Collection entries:
BEGIN
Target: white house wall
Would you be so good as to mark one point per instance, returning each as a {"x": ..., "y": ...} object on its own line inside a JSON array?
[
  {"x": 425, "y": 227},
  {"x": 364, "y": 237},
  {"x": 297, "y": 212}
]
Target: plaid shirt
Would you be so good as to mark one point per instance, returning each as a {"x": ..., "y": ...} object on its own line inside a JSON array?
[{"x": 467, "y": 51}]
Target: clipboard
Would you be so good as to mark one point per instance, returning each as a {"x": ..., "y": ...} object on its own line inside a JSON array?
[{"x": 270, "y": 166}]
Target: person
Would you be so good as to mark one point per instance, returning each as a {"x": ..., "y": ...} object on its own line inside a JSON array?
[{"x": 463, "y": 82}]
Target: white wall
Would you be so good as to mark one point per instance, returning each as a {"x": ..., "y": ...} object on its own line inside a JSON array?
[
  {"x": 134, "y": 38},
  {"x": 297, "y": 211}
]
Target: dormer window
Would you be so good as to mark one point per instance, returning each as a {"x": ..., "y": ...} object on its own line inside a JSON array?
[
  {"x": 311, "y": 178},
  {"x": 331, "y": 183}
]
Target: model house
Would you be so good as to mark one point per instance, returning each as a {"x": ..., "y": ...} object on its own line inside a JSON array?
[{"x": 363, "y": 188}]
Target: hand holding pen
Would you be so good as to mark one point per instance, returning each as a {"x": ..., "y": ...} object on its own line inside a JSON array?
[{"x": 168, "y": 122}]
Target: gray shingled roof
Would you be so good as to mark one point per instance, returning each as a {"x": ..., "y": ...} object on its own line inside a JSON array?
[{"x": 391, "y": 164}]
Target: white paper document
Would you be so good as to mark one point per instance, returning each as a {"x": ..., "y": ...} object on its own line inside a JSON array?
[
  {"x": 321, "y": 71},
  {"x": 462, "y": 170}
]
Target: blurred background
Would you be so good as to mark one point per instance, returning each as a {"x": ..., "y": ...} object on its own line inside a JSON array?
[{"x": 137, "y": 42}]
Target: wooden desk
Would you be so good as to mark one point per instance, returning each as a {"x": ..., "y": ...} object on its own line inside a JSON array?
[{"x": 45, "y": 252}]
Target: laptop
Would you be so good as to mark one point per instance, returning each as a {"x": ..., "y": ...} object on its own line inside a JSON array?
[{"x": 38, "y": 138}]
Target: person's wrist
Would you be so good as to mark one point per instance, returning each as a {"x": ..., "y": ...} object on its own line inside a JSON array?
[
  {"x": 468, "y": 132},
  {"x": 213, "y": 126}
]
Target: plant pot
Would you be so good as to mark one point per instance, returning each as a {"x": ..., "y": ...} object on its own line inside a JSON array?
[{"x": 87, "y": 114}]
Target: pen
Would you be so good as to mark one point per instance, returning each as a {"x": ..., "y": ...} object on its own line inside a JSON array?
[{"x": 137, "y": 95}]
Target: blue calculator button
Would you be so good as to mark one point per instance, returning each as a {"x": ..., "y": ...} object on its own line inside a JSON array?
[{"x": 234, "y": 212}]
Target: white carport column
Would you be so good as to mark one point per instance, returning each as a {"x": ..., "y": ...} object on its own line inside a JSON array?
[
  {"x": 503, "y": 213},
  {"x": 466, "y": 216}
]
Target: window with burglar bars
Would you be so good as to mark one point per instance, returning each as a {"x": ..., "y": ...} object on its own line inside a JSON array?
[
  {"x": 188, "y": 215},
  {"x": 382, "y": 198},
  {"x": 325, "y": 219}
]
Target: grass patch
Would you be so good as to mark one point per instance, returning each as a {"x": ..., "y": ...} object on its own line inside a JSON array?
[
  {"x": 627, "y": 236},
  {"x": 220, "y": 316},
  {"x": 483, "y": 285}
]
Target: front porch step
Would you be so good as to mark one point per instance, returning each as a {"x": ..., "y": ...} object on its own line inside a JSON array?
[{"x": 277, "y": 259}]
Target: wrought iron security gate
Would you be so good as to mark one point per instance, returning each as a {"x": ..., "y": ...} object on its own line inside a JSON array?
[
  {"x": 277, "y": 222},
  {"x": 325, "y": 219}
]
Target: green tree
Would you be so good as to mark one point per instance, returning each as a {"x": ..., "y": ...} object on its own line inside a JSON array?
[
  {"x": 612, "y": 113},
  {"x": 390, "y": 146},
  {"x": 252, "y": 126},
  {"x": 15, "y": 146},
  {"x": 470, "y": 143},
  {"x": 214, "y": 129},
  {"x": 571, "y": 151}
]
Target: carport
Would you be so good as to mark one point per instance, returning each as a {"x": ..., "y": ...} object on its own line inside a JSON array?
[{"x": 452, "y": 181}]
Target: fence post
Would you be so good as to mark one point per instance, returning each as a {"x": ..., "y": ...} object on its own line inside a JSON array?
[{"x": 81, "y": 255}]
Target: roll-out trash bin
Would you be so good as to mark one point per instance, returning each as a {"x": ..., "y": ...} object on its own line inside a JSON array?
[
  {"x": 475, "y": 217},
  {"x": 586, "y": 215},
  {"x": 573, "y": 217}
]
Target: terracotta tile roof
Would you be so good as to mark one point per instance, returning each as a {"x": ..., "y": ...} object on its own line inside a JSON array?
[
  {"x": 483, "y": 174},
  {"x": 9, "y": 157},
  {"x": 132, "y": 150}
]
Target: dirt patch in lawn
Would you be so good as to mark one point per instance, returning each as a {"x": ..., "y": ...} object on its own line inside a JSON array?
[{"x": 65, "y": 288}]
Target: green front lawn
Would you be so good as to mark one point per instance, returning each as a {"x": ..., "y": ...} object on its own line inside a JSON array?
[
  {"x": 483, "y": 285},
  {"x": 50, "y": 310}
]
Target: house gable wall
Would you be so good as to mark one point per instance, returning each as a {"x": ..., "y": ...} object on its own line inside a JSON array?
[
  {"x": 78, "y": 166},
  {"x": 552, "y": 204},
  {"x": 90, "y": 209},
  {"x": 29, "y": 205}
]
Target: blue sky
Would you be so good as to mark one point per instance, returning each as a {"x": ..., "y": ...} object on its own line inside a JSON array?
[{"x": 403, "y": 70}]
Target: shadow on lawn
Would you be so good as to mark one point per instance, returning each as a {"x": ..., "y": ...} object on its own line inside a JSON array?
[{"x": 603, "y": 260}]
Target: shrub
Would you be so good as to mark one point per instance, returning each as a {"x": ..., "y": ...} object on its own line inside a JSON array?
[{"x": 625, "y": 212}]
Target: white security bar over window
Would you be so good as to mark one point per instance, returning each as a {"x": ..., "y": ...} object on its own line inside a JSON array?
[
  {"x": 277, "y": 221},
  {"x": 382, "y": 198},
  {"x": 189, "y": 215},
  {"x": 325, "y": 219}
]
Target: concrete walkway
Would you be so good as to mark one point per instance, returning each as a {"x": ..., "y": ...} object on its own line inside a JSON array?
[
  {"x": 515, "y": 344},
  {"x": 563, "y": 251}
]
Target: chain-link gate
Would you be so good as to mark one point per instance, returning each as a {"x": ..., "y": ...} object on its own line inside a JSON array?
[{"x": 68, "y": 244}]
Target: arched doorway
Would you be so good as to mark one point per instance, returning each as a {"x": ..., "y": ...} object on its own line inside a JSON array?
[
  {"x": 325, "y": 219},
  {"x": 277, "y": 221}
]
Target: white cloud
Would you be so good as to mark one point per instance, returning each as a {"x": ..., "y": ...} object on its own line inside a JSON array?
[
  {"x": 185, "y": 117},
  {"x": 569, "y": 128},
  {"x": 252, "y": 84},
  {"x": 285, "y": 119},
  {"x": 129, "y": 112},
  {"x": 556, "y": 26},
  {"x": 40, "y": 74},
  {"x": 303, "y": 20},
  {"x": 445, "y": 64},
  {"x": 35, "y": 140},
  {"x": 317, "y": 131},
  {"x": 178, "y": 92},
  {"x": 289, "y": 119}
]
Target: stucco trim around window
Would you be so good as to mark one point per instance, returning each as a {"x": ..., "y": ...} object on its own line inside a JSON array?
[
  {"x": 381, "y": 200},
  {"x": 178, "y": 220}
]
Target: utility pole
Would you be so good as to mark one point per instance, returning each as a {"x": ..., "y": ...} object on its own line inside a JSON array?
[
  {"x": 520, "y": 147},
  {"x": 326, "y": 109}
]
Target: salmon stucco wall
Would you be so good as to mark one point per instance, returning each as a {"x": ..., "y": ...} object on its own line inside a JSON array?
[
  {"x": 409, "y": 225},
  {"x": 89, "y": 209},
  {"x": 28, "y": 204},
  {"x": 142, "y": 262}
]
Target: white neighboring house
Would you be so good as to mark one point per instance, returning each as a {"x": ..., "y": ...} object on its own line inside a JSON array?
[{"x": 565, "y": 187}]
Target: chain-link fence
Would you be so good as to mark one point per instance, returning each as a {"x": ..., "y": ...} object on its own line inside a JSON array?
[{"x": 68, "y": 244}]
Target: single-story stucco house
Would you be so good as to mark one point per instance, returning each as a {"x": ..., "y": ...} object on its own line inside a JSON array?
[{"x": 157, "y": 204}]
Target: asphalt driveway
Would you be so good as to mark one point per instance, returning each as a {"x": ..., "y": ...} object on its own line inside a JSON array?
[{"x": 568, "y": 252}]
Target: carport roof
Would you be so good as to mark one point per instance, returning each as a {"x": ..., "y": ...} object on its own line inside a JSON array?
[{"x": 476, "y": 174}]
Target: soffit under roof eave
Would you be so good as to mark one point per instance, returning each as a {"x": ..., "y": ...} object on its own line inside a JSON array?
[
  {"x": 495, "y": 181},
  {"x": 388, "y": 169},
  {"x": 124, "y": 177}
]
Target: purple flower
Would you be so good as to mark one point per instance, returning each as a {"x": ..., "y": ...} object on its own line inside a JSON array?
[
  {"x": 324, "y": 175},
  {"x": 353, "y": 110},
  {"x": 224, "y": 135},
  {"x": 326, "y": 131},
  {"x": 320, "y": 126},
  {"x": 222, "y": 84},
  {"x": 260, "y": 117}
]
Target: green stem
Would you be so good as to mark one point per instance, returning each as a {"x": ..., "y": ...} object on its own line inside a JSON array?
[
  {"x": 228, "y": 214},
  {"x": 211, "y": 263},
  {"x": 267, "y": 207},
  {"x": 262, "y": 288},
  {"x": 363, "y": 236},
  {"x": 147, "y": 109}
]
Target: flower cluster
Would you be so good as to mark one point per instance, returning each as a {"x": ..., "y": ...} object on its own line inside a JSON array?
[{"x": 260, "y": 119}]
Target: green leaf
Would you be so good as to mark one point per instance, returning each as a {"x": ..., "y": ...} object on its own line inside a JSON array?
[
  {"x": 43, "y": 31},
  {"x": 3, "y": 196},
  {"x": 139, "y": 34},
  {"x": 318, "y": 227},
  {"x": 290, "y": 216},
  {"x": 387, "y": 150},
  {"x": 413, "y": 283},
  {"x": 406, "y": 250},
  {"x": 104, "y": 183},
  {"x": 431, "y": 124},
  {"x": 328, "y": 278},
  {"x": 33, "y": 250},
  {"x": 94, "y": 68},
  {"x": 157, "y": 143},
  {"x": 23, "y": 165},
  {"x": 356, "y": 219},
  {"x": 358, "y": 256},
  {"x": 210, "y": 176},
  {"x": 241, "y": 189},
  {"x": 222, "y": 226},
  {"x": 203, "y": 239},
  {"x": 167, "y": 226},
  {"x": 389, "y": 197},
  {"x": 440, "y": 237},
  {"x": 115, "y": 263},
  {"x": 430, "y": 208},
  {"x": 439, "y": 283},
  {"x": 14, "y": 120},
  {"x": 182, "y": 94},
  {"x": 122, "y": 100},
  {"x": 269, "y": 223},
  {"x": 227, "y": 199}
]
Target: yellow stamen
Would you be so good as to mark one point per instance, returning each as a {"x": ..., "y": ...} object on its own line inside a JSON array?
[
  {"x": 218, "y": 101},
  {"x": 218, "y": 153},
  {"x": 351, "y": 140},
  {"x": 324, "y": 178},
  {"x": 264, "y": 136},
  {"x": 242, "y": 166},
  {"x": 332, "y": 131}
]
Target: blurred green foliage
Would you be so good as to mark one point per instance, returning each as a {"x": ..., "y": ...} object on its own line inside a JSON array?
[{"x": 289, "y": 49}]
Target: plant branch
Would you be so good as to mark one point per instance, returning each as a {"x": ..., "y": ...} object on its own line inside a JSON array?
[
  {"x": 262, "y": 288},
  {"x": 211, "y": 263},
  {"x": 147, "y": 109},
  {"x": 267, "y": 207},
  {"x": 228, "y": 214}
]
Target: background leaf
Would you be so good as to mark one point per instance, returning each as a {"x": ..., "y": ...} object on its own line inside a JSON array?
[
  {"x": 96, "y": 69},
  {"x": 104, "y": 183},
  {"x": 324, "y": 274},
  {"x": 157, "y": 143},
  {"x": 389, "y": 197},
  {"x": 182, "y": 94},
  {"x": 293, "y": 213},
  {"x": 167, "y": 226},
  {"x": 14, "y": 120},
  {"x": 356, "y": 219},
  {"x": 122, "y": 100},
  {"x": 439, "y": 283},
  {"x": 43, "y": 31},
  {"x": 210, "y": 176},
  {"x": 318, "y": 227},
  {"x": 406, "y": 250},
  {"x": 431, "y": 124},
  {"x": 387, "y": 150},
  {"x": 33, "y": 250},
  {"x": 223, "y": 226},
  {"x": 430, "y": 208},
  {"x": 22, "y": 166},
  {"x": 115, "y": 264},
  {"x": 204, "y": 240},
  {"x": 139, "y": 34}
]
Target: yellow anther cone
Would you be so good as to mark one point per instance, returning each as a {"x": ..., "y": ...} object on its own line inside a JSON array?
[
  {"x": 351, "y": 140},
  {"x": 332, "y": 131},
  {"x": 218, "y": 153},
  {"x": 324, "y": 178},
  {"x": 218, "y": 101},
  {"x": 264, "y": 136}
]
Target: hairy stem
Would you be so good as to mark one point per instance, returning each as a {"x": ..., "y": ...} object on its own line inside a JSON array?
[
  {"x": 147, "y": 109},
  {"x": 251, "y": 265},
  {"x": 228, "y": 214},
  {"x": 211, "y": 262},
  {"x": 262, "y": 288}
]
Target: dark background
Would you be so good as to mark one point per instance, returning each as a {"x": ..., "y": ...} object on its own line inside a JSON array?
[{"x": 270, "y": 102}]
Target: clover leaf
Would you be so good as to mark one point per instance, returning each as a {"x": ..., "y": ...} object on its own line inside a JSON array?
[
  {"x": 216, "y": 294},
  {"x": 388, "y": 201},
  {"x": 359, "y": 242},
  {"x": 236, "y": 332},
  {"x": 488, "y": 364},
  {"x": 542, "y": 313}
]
END
### TASK DIRECTIONS:
Among the entries above, copy exactly only the lines starting with the one containing "Target: clipboard" and going through the one containing "Target: blurred background", both ends included.

### EXERCISE RESULT:
Target: clipboard
Would you be so good as to mark one point per instance, returning each as a {"x": ..., "y": ...} object on its own line inside a JSON array?
[{"x": 270, "y": 166}]
Target: person
Would you be so good as to mark one point per instance, returning each as a {"x": ..., "y": ...} object on its own line inside a JSON array?
[{"x": 463, "y": 82}]
Target: white wall
Would you be so good as to mark one point per instance, returning each as a {"x": ..., "y": ...} object on its own line inside a JSON array?
[
  {"x": 134, "y": 38},
  {"x": 297, "y": 211}
]
Target: dormer window
Would you be so good as to mark one point per instance, returning each as a {"x": ..., "y": ...} object on its own line inside a JSON array?
[
  {"x": 311, "y": 178},
  {"x": 331, "y": 183}
]
Target: model house
Would you be so good as to mark one point per instance, returning each as a {"x": ..., "y": ...} object on its own line inside a JSON array?
[{"x": 363, "y": 188}]
Target: hand holding pen
Would you be so good as to mark one point per instance, returning each as a {"x": ..., "y": ...} object on its own line inside a JSON array?
[{"x": 168, "y": 122}]
Target: gray shingled roof
Would you be so good as to mark one point per instance, returning each as a {"x": ..., "y": ...} object on its own line inside a JSON array?
[{"x": 391, "y": 164}]
Target: white paper document
Would you be so good as to mark one point per instance, returning each as a {"x": ..., "y": ...} object on its own line inside a JSON array?
[
  {"x": 321, "y": 71},
  {"x": 462, "y": 170}
]
Target: blurred background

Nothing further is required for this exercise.